Rows of box annotation data:
↓↓↓
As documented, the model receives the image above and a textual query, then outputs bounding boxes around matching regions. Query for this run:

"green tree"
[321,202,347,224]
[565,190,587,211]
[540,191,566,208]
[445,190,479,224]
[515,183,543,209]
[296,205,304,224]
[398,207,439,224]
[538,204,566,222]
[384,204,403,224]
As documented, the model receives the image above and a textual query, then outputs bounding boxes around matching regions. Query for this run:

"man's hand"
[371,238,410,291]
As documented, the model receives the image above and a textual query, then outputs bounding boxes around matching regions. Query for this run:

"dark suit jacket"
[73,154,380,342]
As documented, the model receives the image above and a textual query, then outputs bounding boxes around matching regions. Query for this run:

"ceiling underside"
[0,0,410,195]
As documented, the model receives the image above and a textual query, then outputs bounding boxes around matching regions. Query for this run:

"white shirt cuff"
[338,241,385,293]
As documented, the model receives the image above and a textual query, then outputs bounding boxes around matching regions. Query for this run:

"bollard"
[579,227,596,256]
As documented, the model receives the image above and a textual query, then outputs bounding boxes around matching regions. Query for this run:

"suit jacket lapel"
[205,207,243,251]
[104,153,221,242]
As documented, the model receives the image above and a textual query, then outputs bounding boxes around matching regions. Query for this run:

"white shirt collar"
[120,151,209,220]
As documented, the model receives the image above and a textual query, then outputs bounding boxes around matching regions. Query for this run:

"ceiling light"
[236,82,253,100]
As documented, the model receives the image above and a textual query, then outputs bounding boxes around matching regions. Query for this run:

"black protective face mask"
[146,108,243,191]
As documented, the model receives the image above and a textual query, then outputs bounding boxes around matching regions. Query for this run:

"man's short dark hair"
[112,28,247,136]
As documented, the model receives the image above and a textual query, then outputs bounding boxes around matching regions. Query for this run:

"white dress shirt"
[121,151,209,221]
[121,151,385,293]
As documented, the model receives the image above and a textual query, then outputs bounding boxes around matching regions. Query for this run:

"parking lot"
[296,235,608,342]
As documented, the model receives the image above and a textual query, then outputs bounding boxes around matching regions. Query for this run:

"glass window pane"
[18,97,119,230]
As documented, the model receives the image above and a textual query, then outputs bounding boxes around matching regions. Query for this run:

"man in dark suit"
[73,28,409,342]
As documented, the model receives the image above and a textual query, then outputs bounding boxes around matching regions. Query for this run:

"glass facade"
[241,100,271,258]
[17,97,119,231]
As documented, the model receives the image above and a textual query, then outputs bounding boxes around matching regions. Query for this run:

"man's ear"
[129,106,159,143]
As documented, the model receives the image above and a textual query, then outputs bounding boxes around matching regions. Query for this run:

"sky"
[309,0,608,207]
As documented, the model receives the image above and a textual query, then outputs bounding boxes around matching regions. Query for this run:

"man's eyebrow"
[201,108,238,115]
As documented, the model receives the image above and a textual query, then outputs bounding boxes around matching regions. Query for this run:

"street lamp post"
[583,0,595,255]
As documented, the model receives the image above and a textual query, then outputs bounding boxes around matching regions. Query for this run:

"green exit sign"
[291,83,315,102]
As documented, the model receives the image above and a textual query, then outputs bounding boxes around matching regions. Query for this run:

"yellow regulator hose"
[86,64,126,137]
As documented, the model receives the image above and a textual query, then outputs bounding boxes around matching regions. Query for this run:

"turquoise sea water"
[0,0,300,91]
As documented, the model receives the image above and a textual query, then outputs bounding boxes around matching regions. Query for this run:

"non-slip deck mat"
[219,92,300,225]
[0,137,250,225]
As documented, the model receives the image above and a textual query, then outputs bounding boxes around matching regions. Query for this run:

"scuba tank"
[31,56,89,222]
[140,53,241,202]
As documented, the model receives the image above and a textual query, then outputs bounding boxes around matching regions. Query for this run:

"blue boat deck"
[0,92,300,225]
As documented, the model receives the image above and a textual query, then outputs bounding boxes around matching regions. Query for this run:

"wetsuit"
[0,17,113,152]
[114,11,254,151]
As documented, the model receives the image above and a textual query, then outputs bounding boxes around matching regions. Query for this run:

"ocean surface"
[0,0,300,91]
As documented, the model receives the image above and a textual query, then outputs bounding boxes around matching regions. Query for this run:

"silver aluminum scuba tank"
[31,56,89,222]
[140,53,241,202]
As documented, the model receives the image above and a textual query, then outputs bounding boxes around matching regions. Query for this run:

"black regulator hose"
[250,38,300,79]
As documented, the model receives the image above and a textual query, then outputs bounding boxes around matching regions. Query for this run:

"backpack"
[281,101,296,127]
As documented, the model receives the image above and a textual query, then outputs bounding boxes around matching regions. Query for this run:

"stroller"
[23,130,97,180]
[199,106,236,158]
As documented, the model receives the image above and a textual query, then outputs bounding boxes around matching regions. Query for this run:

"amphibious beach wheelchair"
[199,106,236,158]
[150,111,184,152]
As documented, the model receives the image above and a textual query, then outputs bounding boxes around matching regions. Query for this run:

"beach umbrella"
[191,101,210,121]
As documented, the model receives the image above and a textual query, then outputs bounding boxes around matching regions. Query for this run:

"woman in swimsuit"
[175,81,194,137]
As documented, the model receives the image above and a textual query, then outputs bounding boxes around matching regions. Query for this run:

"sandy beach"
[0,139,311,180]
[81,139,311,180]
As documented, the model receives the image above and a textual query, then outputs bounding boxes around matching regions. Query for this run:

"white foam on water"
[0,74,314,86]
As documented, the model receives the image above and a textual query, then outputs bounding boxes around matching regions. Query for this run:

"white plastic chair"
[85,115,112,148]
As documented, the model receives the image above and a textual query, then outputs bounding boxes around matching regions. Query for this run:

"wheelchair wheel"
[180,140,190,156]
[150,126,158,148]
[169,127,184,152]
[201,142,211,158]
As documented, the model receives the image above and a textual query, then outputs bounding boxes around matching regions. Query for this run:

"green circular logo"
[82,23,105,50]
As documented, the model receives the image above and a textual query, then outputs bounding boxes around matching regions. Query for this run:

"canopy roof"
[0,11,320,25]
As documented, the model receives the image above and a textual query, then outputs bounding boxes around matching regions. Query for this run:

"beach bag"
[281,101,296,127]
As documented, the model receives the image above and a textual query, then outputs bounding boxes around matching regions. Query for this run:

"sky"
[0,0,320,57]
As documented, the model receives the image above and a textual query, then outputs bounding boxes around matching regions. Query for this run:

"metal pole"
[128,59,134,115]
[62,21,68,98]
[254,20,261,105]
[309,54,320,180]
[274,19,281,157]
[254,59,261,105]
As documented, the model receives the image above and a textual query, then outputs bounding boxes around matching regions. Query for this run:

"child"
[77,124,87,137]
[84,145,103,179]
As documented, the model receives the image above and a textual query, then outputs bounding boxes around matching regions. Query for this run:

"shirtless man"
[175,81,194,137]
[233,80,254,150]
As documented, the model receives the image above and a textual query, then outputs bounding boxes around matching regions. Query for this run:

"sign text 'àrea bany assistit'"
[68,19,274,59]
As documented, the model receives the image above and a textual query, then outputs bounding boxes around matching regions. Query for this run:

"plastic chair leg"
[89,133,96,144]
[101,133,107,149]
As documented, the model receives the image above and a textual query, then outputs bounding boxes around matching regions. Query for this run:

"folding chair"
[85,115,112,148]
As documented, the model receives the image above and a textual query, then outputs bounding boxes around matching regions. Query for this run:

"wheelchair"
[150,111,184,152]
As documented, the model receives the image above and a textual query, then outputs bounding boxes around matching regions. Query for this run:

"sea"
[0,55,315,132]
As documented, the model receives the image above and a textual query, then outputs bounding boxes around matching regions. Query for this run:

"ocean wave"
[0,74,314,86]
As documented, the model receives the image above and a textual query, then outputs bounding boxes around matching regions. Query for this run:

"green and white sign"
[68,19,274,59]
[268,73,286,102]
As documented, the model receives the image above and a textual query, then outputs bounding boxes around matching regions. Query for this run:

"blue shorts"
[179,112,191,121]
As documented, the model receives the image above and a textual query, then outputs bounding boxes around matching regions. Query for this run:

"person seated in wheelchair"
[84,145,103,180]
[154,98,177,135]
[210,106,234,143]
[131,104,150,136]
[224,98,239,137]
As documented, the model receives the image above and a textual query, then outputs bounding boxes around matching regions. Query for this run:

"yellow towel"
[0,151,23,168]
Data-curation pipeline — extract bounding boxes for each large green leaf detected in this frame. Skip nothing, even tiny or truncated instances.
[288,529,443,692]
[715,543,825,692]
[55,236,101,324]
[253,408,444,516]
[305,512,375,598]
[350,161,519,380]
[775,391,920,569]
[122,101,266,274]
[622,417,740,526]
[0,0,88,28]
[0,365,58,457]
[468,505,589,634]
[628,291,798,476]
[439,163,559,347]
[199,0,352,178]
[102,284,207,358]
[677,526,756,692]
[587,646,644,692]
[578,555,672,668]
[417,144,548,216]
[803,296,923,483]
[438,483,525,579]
↑↑↑
Rewrite the records from their first line through the line holding "[398,207,439,224]", inclusive, substituting "leafy tree" for "green tree" and leaving everything else unchanged.

As documented, the model receives the image above and a textual query, then outputs bounding boxes around matching regions. Query for this run:

"leafy tree"
[321,202,347,224]
[565,190,587,211]
[540,191,566,208]
[445,190,479,224]
[515,183,543,209]
[296,205,304,224]
[398,207,439,224]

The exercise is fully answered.